Data extracted from a collection:
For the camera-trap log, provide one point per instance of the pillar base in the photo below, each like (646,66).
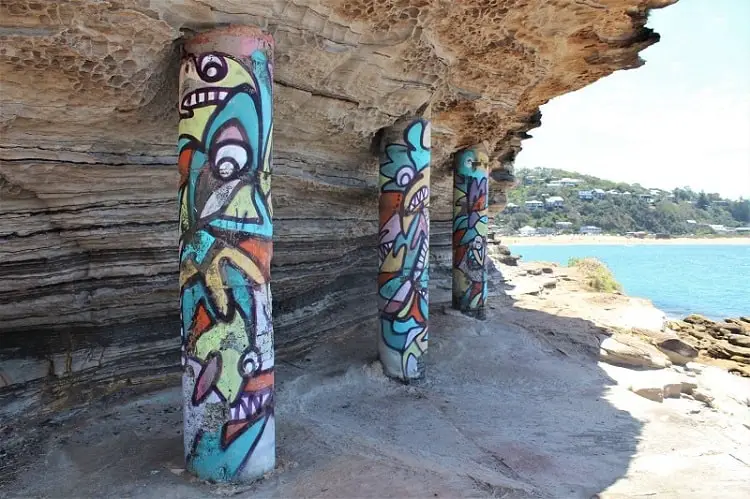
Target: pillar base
(479,314)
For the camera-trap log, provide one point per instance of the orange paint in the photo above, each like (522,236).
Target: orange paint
(261,252)
(259,382)
(183,163)
(201,321)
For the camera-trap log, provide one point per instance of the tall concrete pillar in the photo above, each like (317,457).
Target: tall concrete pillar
(470,231)
(225,140)
(404,242)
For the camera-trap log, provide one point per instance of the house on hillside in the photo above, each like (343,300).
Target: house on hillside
(533,205)
(554,202)
(590,230)
(570,182)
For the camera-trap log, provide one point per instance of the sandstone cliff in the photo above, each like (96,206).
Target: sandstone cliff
(88,252)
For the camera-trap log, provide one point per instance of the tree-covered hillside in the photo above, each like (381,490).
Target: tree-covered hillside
(616,207)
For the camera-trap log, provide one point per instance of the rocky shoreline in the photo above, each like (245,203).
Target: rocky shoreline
(659,359)
(723,343)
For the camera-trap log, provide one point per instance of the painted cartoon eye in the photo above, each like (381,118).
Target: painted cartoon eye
(250,362)
(404,176)
(230,159)
(212,68)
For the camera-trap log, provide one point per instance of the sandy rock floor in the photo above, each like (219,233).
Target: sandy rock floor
(515,406)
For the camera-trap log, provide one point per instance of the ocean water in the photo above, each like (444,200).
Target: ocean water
(713,280)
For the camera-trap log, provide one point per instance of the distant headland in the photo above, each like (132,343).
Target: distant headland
(552,202)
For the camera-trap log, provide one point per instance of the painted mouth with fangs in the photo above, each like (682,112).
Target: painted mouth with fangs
(254,402)
(208,96)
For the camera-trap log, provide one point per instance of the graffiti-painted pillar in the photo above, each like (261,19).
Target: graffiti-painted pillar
(470,231)
(403,249)
(224,148)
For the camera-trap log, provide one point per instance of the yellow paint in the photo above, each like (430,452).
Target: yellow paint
(184,215)
(211,271)
(230,340)
(394,261)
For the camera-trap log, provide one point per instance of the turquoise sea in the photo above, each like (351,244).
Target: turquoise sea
(713,280)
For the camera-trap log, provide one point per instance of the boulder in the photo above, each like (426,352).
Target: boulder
(677,350)
(503,250)
(698,319)
(510,260)
(628,351)
(655,393)
(739,340)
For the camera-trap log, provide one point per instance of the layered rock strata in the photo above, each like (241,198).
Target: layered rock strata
(88,230)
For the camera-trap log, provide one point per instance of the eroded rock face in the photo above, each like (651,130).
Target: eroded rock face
(88,237)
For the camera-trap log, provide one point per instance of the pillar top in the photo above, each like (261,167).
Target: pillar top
(234,40)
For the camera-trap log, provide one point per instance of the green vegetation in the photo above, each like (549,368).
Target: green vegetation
(598,276)
(677,212)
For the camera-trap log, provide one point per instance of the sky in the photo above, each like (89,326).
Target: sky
(682,119)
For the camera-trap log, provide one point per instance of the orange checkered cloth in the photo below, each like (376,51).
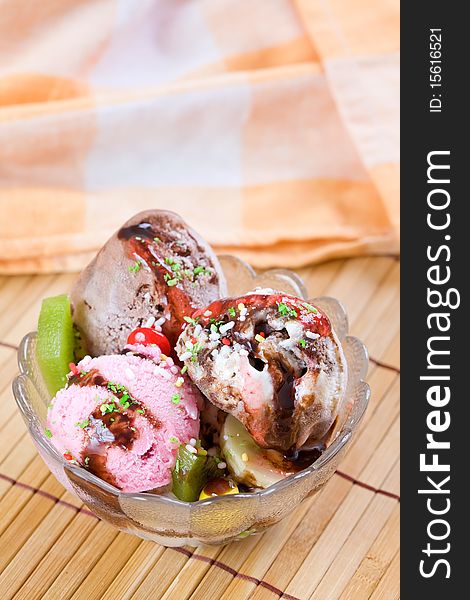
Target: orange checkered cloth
(270,125)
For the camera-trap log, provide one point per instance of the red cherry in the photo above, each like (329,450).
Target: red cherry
(147,336)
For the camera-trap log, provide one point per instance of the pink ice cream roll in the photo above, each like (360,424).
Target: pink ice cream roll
(124,416)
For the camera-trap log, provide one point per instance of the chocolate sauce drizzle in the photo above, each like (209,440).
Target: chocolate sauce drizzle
(285,376)
(111,428)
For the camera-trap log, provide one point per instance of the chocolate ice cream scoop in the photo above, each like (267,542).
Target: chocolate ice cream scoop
(272,361)
(154,267)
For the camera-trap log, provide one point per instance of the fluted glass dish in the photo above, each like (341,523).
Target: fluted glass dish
(216,520)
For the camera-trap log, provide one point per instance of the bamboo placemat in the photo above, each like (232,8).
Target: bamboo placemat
(342,544)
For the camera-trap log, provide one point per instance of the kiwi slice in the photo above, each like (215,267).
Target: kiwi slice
(247,462)
(55,341)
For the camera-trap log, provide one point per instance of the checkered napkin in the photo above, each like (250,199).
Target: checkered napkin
(270,125)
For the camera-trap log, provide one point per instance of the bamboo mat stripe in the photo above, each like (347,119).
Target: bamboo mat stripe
(342,544)
(6,345)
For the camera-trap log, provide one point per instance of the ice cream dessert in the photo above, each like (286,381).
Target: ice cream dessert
(154,266)
(123,417)
(184,391)
(272,361)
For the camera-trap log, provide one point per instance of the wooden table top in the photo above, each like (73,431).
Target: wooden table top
(341,544)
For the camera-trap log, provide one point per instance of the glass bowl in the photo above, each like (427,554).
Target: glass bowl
(216,520)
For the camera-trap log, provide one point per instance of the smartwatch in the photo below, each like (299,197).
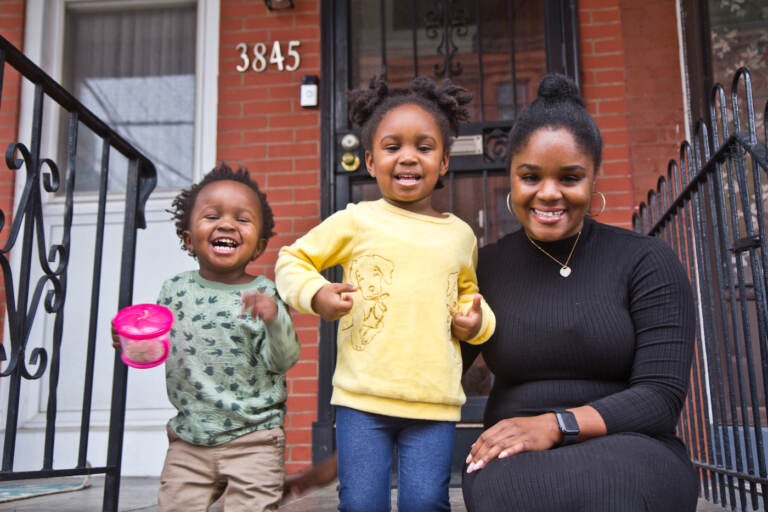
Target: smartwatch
(568,425)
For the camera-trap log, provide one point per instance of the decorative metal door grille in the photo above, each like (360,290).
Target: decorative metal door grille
(711,208)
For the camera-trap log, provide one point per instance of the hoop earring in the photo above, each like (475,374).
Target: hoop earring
(602,208)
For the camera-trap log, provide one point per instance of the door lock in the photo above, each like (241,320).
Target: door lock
(350,162)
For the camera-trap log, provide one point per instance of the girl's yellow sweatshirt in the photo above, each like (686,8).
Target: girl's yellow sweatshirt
(396,355)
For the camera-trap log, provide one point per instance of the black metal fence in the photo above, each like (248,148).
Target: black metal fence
(711,207)
(35,270)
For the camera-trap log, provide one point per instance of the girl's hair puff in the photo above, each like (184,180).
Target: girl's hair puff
(558,105)
(184,202)
(446,102)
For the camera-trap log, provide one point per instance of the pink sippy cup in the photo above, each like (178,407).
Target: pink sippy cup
(143,332)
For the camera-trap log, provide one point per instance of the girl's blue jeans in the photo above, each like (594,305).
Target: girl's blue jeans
(366,443)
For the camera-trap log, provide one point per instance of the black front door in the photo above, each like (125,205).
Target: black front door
(498,49)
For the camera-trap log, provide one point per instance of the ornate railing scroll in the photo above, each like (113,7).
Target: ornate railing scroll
(711,208)
(36,283)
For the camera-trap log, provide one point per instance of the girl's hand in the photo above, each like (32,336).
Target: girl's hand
(512,436)
(333,301)
(465,326)
(259,305)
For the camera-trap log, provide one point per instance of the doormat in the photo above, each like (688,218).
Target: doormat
(22,489)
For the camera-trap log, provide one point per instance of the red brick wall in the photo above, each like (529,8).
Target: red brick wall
(262,126)
(631,81)
(11,28)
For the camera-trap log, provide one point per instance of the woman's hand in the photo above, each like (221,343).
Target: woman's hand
(333,301)
(512,436)
(465,326)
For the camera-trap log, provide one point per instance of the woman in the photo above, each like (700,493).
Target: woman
(593,344)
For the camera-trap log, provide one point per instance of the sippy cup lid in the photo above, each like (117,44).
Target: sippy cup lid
(143,321)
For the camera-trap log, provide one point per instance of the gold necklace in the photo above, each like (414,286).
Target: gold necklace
(565,270)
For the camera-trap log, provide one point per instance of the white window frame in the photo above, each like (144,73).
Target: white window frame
(44,43)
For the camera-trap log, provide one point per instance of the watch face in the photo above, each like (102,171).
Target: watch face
(568,423)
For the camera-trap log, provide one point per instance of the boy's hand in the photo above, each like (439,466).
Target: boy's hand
(465,326)
(259,305)
(115,338)
(333,301)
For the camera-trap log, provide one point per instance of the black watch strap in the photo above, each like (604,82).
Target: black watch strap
(568,425)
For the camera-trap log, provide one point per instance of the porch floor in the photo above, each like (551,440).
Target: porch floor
(138,494)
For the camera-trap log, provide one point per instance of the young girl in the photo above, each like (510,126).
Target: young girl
(409,293)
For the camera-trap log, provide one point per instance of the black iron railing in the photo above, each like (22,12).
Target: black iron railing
(36,283)
(711,208)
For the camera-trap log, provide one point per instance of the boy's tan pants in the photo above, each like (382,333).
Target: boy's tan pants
(245,473)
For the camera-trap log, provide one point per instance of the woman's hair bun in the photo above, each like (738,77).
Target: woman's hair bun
(554,87)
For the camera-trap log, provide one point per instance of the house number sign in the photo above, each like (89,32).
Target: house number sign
(259,57)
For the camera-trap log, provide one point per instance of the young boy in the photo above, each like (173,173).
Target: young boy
(231,344)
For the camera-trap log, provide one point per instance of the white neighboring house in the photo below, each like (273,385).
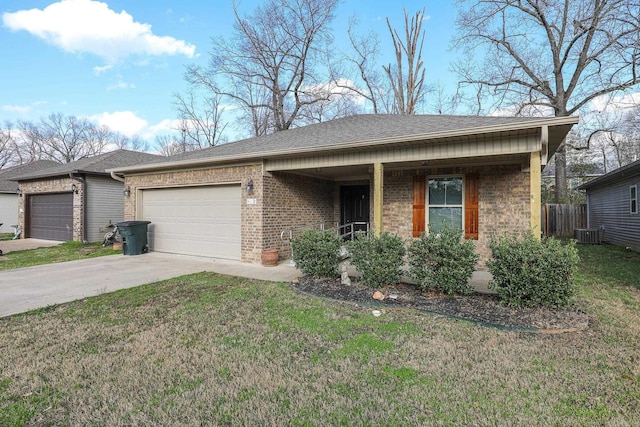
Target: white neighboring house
(8,191)
(613,206)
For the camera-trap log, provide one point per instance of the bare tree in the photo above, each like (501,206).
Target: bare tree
(7,146)
(358,73)
(63,139)
(408,86)
(270,61)
(202,117)
(555,56)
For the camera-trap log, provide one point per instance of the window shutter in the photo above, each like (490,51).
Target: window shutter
(472,194)
(419,191)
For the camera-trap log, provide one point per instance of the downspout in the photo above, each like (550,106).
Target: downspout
(116,177)
(84,204)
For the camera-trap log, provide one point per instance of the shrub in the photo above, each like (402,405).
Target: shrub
(443,261)
(378,259)
(317,253)
(528,272)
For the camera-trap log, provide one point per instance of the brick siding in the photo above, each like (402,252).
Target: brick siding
(285,201)
(504,203)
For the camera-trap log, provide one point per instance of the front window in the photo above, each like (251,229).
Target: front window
(445,203)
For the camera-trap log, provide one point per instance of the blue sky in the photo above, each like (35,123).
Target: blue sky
(119,62)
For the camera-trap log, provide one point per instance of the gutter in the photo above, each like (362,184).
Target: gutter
(84,204)
(116,177)
(549,122)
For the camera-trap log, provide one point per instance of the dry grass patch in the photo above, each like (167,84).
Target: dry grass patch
(215,350)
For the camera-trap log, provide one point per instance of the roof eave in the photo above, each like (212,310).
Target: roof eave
(257,156)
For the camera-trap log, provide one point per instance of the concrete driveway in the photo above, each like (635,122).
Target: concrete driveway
(30,288)
(7,246)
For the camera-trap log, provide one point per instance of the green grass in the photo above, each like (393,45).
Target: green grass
(68,251)
(207,349)
(611,265)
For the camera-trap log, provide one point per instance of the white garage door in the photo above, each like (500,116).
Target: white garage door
(201,221)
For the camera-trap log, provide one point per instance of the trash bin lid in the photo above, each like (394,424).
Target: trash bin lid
(132,223)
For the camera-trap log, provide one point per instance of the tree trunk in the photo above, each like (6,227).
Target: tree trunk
(561,175)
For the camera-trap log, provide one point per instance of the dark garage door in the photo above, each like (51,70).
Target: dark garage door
(51,216)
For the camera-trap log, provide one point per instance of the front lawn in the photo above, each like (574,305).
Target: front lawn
(207,349)
(68,251)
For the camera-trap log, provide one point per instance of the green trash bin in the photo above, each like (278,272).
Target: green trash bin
(134,237)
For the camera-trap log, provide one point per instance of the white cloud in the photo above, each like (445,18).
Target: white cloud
(87,26)
(120,84)
(20,109)
(612,104)
(125,122)
(23,109)
(100,70)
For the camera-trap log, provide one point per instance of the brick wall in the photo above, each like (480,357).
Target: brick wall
(285,201)
(293,201)
(504,203)
(57,185)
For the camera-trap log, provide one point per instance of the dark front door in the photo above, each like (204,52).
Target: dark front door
(50,216)
(354,206)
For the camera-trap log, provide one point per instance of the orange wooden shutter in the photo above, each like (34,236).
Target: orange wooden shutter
(419,191)
(472,193)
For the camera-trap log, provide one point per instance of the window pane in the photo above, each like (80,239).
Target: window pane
(445,191)
(439,216)
(436,192)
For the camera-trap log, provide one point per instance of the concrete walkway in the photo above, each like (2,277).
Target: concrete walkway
(30,288)
(7,246)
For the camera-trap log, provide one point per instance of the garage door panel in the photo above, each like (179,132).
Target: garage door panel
(201,221)
(51,216)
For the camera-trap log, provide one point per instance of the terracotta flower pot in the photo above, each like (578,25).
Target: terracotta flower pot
(270,257)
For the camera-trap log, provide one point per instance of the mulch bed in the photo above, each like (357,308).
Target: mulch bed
(481,308)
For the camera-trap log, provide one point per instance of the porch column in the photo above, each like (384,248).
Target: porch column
(535,183)
(378,184)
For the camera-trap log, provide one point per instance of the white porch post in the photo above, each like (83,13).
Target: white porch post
(378,185)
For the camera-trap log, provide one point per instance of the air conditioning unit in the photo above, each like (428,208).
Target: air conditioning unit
(588,235)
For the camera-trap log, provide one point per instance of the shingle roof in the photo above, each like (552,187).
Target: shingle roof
(9,186)
(352,129)
(96,165)
(632,169)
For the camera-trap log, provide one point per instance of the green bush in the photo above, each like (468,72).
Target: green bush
(528,272)
(443,261)
(317,253)
(378,259)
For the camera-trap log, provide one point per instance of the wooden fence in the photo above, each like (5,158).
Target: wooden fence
(561,220)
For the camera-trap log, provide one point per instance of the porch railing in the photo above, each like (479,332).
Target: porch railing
(345,231)
(348,231)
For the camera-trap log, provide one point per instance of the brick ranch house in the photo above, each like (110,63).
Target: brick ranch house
(398,173)
(73,201)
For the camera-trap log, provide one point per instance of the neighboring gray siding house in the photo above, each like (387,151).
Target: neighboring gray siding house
(612,206)
(8,192)
(77,200)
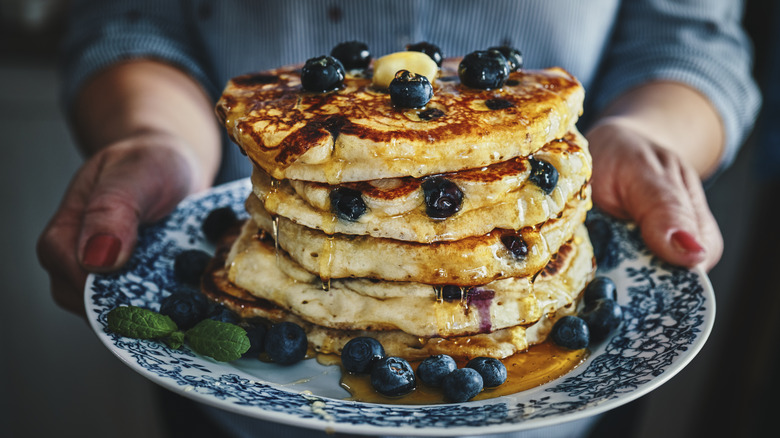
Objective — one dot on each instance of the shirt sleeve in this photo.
(104, 32)
(697, 42)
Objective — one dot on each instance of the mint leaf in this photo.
(219, 340)
(139, 323)
(175, 339)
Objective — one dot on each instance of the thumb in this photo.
(133, 185)
(668, 215)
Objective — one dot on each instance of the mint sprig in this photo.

#### EXERCISE BRIEF:
Every line of the data above that includes "below" should be listed.

#### YOUR RESPONSE:
For the camera-trap log, provide one point per instance of the pillar base in the photo below, each like (646,66).
For the camera-trap log, provide one point per instance of the orange checkered cloth in the photo below, each like (376,51).
For the camera-trap log, provide one point per instance of the smartwatch in the photo below, each like (299,197).
For the camera-trap log, provide one point per instance of the white neighboring house in the photo below, each like (273,385).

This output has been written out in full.